Task item:
From the entries that follow, list every line in which the string "tuples" appears.

Information supplied:
--- START ---
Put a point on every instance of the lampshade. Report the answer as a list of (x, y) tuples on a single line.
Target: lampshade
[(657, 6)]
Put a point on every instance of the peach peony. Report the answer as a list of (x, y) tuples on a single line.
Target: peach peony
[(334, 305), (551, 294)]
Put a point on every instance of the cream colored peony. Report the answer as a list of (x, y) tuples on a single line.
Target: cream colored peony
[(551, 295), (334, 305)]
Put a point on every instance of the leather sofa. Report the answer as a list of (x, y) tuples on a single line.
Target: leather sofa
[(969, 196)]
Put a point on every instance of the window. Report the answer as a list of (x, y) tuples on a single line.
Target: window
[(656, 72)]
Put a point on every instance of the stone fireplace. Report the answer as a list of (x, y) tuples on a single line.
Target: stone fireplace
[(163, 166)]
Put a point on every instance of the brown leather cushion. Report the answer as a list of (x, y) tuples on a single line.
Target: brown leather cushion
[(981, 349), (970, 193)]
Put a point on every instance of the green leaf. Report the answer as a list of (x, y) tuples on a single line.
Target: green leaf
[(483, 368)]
--- END ---
Your solution:
Put a point on every instance of the lampshade. Report the answer as a list of (x, y) tuples on a single line.
Put a point on every instance of the peach peony. Report the answer as a list of (x, y) tuples on a single line.
Put a point on every instance of the cream colored peony. Report the answer as a list of (x, y) tuples on a single line.
Put a point on every instance of the leather sofa. Report the answer as a list of (x, y) tuples on a single line.
Put a point on every instance of the window. Report the answer as a list of (x, y) tuples on a single line.
Put a point on every instance of the stone fireplace. Report the answer as a list of (x, y) tuples on a single line.
Put a point on every instance of the brown leather cushion. Report the answer as a list of (x, y) tuples on a single line.
Put a point on every instance of the green leaf. Report the answer as a list of (x, y) tuples on a single line.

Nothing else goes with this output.